## YOUR ASSIGNMENT
Among the records below, how many lines contain the word "query"? The answer is a single number.

## SOURCE RECORDS
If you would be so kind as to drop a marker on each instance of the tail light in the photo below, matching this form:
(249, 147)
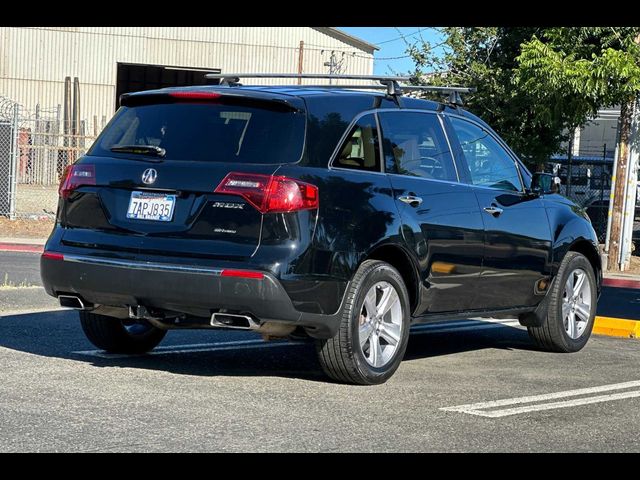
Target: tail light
(75, 176)
(269, 193)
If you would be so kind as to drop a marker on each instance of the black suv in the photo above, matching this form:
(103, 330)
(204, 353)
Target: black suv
(341, 215)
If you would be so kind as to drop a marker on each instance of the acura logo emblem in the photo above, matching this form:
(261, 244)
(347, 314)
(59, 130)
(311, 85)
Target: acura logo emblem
(149, 176)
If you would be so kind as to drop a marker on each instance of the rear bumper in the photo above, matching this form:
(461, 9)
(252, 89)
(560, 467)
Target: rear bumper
(191, 289)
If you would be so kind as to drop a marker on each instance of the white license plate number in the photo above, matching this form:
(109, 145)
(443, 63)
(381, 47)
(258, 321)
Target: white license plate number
(151, 206)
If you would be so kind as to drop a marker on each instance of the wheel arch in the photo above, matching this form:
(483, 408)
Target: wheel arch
(400, 259)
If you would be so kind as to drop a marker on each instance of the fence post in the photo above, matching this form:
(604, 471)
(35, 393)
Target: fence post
(15, 160)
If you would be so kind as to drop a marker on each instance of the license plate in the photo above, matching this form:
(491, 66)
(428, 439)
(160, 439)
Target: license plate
(151, 206)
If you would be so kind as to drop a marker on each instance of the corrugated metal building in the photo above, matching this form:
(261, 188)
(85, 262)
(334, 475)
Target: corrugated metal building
(43, 128)
(111, 60)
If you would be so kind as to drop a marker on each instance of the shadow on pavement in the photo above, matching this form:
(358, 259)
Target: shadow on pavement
(57, 334)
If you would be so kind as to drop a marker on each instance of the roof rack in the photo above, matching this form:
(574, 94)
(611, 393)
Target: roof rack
(389, 83)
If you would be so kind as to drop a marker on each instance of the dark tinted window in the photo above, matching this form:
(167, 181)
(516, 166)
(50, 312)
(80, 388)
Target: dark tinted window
(414, 144)
(489, 164)
(207, 132)
(329, 117)
(361, 149)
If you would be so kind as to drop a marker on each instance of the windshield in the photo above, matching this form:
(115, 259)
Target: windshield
(204, 132)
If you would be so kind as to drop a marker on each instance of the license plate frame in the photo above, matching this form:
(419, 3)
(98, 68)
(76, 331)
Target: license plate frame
(142, 206)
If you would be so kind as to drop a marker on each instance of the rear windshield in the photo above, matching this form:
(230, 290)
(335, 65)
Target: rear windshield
(206, 132)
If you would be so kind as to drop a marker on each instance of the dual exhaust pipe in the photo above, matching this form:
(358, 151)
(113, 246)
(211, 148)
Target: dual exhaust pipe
(218, 319)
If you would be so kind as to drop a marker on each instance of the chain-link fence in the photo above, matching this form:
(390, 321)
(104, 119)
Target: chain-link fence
(35, 149)
(586, 179)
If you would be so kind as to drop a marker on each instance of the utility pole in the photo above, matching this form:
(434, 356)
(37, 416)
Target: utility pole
(300, 59)
(332, 64)
(619, 204)
(616, 208)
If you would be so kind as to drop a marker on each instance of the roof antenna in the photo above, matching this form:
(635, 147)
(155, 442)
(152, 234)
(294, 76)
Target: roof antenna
(455, 99)
(231, 81)
(393, 88)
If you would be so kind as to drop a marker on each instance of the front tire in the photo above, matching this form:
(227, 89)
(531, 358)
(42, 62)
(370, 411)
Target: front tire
(120, 336)
(374, 328)
(572, 307)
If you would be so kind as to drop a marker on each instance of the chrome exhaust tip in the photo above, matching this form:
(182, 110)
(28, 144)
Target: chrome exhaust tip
(72, 301)
(233, 320)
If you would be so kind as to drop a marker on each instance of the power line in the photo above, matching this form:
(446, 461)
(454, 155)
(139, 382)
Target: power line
(403, 36)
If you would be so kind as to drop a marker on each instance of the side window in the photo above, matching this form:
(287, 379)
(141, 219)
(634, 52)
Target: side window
(489, 164)
(414, 144)
(360, 151)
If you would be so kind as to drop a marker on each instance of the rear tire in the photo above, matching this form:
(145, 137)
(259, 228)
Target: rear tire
(120, 336)
(568, 326)
(376, 310)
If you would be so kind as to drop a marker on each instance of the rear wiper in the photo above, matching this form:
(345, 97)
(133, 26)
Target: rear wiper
(140, 150)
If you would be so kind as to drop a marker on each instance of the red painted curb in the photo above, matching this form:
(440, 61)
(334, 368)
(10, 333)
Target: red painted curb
(621, 283)
(21, 247)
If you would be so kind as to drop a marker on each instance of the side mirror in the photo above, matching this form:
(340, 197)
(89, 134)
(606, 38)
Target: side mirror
(545, 183)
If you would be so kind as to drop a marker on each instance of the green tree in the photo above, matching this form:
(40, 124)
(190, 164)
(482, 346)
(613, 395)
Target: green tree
(535, 85)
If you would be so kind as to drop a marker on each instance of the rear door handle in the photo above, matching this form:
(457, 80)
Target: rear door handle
(495, 211)
(410, 200)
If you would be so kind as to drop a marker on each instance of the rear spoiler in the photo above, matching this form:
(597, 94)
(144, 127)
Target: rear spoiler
(256, 99)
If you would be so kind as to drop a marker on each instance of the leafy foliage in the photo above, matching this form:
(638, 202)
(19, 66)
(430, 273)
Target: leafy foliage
(535, 84)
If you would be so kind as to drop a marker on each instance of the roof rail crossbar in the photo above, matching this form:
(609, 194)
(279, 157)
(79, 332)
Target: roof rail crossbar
(389, 83)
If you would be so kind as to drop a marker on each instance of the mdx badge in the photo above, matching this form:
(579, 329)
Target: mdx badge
(149, 176)
(228, 205)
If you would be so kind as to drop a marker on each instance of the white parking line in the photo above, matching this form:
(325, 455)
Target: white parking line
(489, 409)
(461, 325)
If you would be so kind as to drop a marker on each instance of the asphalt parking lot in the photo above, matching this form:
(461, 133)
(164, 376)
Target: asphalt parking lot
(464, 386)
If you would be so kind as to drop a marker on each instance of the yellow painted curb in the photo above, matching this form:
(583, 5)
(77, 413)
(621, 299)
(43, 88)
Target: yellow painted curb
(616, 327)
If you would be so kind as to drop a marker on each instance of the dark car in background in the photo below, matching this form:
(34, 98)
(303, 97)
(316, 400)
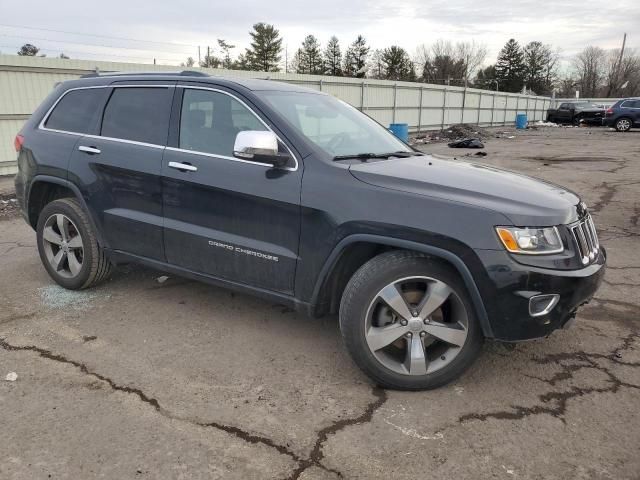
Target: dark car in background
(295, 196)
(623, 115)
(576, 112)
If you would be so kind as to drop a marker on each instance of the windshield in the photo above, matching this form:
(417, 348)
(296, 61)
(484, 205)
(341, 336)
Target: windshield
(334, 126)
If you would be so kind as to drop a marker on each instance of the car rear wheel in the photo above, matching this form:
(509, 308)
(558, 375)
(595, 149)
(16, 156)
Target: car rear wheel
(68, 246)
(623, 124)
(408, 323)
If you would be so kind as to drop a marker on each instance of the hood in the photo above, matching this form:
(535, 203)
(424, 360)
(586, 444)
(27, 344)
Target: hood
(526, 201)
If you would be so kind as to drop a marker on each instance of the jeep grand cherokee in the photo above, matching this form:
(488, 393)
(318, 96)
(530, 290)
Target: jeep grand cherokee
(296, 196)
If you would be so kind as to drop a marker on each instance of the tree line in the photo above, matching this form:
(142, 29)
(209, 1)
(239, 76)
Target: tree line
(534, 67)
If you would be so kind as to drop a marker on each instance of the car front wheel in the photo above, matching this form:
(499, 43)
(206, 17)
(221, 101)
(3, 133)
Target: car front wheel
(408, 322)
(623, 125)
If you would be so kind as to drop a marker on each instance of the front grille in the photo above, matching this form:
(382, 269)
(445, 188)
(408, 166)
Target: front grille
(586, 239)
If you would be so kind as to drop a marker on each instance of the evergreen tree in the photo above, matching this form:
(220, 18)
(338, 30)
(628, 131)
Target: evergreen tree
(226, 53)
(539, 67)
(486, 79)
(308, 59)
(376, 65)
(355, 59)
(28, 50)
(510, 68)
(333, 58)
(397, 64)
(241, 63)
(266, 46)
(210, 60)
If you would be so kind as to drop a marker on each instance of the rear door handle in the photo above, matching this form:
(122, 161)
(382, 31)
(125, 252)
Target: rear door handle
(183, 166)
(89, 150)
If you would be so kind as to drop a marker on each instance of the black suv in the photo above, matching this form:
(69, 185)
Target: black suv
(623, 115)
(295, 196)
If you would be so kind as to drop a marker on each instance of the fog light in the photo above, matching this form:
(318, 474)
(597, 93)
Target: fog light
(542, 304)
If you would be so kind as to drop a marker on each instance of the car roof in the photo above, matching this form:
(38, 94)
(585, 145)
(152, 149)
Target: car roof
(187, 76)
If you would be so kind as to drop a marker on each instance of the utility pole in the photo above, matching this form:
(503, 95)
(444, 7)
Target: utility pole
(619, 65)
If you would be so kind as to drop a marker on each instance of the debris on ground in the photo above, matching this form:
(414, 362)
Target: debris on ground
(56, 297)
(541, 123)
(454, 132)
(8, 206)
(467, 143)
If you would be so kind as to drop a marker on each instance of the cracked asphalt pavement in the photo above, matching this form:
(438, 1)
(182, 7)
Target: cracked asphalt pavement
(141, 379)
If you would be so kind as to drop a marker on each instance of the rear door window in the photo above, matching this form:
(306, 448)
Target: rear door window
(77, 111)
(140, 114)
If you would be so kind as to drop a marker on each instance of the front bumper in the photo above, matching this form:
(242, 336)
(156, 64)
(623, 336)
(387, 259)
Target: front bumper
(509, 285)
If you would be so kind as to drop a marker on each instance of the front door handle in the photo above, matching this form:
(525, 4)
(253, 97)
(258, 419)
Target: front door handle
(185, 167)
(89, 150)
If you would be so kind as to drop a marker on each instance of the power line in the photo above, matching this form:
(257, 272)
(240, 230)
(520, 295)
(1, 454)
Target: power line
(89, 44)
(102, 55)
(99, 36)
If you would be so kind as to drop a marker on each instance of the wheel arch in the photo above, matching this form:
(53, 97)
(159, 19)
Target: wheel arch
(353, 251)
(44, 189)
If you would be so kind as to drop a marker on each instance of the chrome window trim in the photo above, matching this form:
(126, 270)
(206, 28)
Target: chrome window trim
(222, 157)
(124, 140)
(234, 159)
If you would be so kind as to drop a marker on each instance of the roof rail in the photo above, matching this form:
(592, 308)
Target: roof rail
(183, 73)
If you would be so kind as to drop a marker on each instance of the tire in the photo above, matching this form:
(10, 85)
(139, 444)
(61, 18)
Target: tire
(623, 124)
(68, 246)
(362, 306)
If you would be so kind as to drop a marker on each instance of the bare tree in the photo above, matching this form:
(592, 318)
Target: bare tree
(590, 67)
(472, 55)
(444, 62)
(623, 71)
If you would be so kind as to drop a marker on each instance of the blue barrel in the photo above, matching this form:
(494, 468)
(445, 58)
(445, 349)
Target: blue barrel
(400, 130)
(521, 121)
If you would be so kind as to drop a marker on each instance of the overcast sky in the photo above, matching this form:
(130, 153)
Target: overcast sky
(568, 24)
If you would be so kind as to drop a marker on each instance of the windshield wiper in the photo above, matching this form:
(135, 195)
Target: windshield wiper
(366, 156)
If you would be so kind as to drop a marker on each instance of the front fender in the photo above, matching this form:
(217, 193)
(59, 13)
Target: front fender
(77, 194)
(453, 259)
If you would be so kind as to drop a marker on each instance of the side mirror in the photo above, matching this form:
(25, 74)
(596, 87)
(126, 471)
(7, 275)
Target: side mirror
(259, 146)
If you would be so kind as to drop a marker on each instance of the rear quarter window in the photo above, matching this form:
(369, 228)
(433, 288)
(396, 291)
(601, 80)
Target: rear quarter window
(77, 111)
(140, 114)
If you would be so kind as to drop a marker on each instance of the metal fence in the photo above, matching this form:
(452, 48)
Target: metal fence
(25, 81)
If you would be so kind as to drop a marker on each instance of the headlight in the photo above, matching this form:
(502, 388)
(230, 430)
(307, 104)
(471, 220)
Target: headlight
(531, 240)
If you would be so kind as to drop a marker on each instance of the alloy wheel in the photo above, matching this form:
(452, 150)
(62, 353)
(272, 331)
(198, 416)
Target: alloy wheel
(63, 245)
(416, 325)
(624, 124)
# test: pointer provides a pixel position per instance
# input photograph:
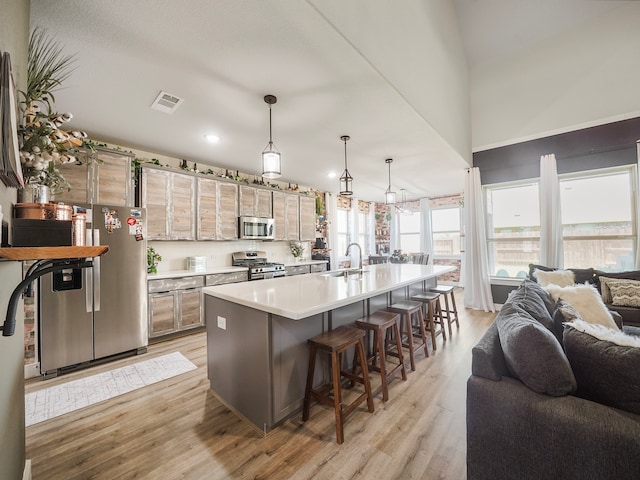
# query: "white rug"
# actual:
(67, 397)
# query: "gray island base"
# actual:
(257, 332)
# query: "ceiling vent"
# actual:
(166, 102)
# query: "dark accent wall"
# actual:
(609, 145)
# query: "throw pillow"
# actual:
(562, 278)
(625, 293)
(533, 354)
(586, 299)
(606, 372)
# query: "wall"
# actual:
(586, 76)
(14, 38)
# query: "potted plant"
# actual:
(153, 258)
(44, 145)
(296, 250)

## EXPECTED ANSWER
7